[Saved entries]
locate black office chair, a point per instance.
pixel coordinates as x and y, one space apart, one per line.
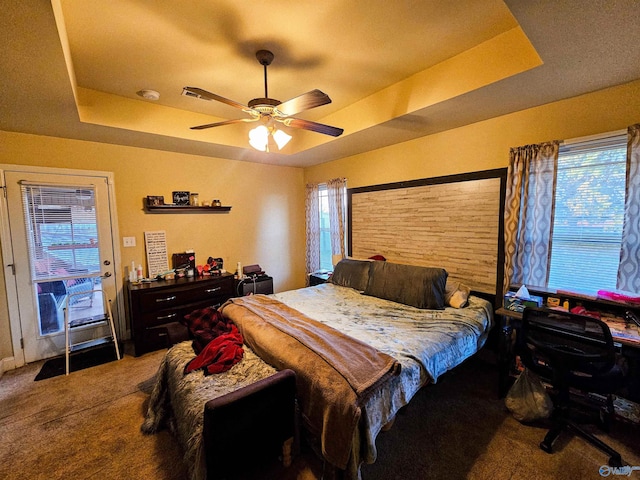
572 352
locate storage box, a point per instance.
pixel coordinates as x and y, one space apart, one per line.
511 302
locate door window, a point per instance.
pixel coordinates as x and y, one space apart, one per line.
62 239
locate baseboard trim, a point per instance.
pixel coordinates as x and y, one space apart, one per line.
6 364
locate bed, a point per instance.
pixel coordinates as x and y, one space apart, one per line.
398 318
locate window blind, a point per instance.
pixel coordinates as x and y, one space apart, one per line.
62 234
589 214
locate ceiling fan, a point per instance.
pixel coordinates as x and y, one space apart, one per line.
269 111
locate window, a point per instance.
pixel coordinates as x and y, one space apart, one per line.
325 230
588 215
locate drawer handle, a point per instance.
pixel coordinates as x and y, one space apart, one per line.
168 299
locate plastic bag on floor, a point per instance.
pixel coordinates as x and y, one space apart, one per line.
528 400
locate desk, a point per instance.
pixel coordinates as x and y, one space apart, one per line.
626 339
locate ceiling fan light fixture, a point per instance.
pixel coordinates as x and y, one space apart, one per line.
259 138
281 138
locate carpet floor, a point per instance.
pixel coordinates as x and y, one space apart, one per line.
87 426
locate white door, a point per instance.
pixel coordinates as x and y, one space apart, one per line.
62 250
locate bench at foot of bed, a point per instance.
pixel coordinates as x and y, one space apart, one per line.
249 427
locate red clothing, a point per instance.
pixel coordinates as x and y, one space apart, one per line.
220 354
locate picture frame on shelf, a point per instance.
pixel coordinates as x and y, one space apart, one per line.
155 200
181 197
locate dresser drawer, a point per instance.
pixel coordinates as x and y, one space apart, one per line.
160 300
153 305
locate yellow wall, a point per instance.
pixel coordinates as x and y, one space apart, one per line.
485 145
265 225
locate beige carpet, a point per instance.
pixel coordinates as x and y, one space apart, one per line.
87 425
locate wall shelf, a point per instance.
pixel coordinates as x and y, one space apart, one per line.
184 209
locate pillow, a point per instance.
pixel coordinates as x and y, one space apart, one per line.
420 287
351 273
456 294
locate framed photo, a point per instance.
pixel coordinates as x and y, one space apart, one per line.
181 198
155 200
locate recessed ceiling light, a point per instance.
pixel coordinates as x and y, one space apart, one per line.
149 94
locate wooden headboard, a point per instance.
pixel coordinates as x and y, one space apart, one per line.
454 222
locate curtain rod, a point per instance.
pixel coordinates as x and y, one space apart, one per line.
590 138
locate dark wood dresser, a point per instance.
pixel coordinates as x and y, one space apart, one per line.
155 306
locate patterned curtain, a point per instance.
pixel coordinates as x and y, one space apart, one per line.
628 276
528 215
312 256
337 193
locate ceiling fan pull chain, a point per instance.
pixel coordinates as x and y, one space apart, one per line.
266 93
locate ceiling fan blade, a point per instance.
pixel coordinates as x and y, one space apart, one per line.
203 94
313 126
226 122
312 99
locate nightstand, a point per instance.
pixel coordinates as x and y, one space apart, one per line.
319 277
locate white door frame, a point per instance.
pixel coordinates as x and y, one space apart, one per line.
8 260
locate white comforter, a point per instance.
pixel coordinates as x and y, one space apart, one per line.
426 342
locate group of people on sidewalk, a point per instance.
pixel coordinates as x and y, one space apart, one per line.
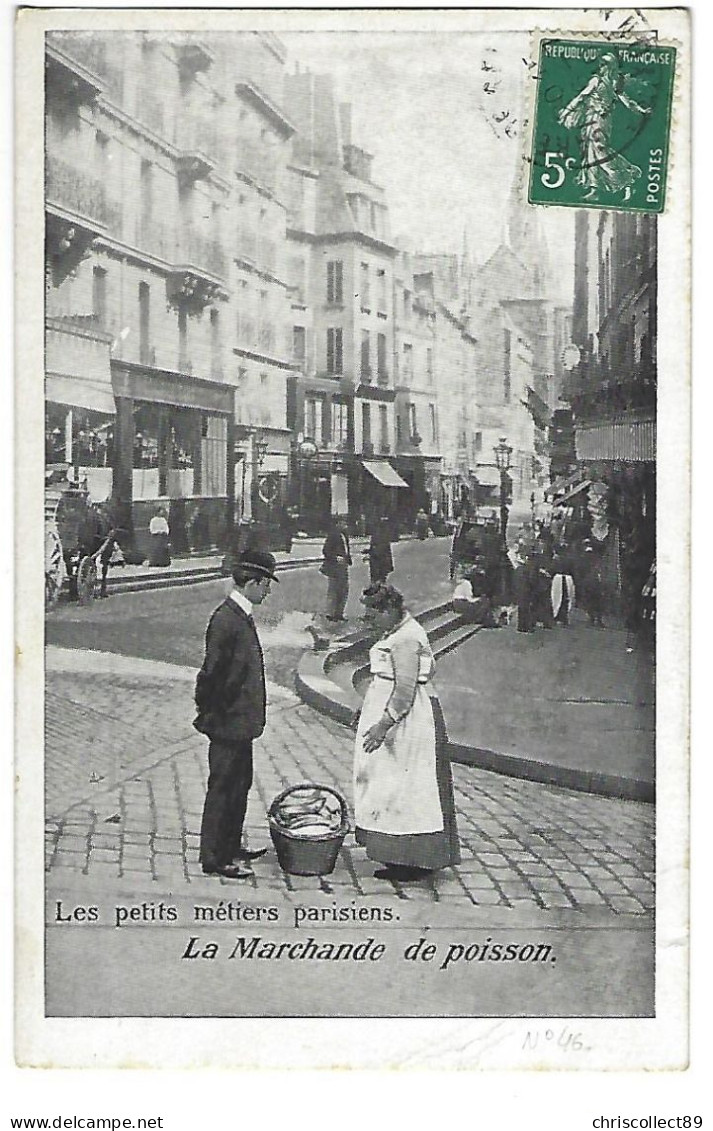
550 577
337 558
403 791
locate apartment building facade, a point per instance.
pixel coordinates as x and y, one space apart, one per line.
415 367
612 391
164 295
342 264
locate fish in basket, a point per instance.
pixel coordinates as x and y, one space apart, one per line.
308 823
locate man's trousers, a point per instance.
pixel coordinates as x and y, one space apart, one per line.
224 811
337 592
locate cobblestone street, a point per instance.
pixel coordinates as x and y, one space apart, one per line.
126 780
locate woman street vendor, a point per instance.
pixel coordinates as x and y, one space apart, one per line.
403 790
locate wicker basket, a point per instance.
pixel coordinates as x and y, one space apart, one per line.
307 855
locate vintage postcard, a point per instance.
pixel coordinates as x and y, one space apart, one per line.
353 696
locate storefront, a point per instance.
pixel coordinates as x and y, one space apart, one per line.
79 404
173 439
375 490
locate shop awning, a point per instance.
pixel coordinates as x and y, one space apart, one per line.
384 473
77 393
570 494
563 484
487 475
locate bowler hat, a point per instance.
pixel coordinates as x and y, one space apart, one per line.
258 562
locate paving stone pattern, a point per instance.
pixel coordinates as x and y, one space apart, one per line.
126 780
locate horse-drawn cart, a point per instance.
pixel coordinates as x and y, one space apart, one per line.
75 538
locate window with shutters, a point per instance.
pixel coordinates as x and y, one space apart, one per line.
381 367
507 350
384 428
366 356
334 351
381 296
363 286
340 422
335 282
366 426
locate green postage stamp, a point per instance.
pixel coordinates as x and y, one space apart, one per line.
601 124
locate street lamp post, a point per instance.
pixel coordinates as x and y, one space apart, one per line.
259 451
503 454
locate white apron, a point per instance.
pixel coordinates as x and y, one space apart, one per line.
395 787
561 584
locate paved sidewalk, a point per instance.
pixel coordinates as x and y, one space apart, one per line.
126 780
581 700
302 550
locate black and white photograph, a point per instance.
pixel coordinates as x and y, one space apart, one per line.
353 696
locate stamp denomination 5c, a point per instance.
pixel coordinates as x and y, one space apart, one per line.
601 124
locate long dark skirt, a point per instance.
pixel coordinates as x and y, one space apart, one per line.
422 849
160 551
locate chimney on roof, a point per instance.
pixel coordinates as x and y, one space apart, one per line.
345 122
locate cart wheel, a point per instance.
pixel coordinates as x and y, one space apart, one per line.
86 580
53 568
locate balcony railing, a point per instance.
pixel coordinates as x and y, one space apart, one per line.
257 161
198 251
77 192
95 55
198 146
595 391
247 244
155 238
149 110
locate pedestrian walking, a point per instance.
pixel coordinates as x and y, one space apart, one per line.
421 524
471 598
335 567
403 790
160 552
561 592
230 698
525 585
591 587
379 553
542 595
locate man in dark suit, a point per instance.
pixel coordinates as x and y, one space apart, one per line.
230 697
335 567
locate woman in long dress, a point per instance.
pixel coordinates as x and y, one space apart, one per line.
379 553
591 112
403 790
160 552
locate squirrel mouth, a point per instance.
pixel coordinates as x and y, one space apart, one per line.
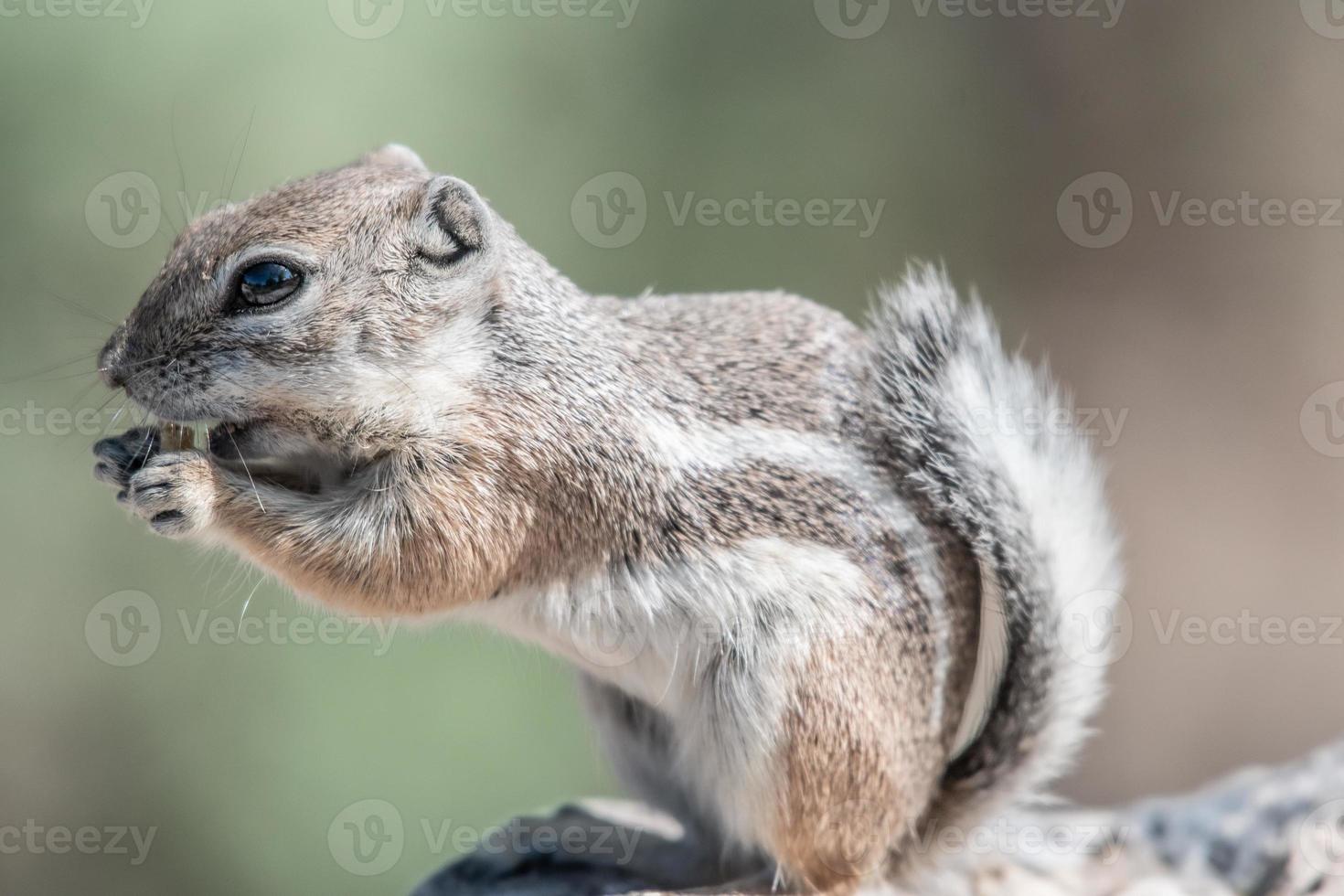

--

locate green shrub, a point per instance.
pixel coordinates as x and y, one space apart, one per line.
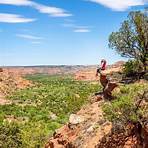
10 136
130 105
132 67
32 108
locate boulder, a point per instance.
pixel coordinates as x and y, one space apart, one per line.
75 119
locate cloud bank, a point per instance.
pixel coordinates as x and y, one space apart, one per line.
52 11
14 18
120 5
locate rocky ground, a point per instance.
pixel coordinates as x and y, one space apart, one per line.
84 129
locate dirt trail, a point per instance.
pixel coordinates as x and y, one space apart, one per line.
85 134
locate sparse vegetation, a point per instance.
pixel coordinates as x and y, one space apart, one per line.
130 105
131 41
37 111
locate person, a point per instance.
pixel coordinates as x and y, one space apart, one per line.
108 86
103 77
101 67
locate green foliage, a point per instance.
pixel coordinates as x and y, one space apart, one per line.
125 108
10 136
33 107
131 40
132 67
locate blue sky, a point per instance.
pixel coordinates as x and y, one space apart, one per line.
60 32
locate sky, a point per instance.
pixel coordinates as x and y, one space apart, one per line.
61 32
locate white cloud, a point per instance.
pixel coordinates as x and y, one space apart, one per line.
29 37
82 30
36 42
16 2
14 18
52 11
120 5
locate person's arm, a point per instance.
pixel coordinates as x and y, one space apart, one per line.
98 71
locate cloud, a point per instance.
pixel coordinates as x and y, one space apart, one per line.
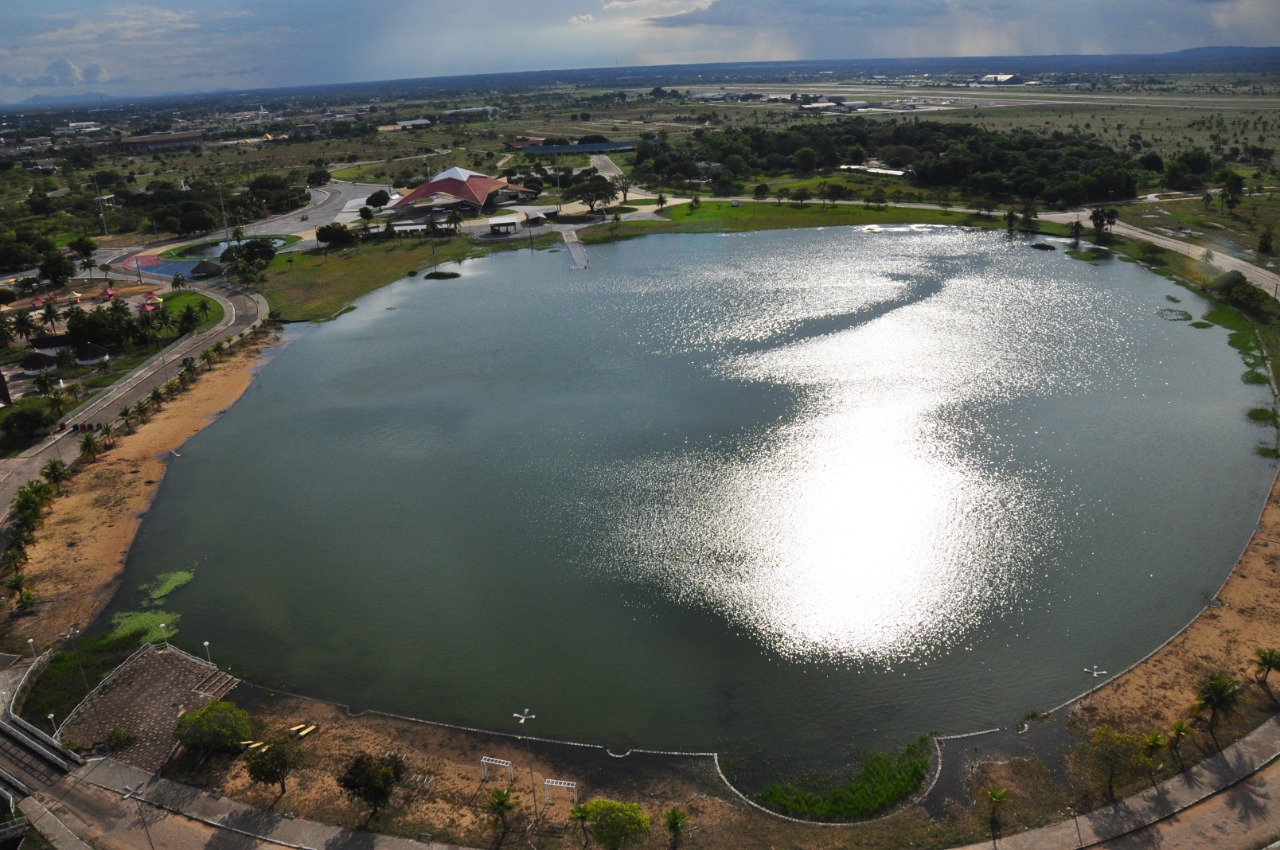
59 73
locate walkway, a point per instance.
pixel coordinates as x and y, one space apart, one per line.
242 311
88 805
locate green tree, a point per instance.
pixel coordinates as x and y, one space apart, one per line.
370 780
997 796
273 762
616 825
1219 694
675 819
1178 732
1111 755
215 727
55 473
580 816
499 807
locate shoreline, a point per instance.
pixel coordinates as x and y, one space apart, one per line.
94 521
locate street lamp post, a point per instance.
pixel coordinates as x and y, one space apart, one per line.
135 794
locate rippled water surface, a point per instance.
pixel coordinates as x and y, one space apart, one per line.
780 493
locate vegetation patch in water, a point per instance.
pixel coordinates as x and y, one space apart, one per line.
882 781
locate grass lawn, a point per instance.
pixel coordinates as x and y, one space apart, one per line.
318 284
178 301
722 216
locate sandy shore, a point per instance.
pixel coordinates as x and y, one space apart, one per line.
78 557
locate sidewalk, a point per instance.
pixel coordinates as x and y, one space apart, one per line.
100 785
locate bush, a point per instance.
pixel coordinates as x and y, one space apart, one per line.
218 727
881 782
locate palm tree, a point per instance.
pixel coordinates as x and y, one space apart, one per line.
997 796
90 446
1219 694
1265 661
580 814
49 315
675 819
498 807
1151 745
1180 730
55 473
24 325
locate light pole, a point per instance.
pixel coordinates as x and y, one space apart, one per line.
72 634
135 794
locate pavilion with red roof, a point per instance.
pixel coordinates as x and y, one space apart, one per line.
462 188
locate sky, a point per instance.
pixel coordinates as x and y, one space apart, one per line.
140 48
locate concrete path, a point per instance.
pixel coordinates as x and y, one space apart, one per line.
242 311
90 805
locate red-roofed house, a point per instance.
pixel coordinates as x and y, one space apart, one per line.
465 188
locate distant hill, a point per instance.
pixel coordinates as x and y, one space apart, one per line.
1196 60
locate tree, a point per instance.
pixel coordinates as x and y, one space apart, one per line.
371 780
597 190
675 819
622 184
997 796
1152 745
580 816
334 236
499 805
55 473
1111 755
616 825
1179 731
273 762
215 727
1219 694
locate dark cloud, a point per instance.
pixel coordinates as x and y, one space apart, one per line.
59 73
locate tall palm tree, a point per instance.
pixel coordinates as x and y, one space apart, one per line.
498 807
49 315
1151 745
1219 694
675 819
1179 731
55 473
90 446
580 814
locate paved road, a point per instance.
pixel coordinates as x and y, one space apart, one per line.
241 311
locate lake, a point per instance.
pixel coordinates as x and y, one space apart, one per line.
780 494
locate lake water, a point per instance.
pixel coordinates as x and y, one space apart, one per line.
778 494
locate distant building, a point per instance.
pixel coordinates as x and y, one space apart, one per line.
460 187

Assigned task: For this exercise, please output exactly the lines above starting at the line with "locate paving stone" and ending at the line with "locate white apron, a point per instance.", ends included.

Task output:
locate paving stone pattern, a point per instance.
pixel coordinates as x and y, one space apart, one per line.
126 780
locate horse-drawn cart, a point per instance.
pixel coordinates as x and y, one space apart, one per line.
75 538
locate window with shutters, a point per instance.
pixel coordinates as x and y, one space apart, one per line.
381 367
507 350
384 428
366 356
334 351
381 296
363 286
340 422
335 282
366 426
locate green postage stamp, a point per instance.
pixel coordinates as x and y, one space apart, one per line.
601 124
locate street lamp post, a point per instance.
pixel coordinates as x and y, one space apart, one per line.
259 451
503 454
locate white apron, a point per instance.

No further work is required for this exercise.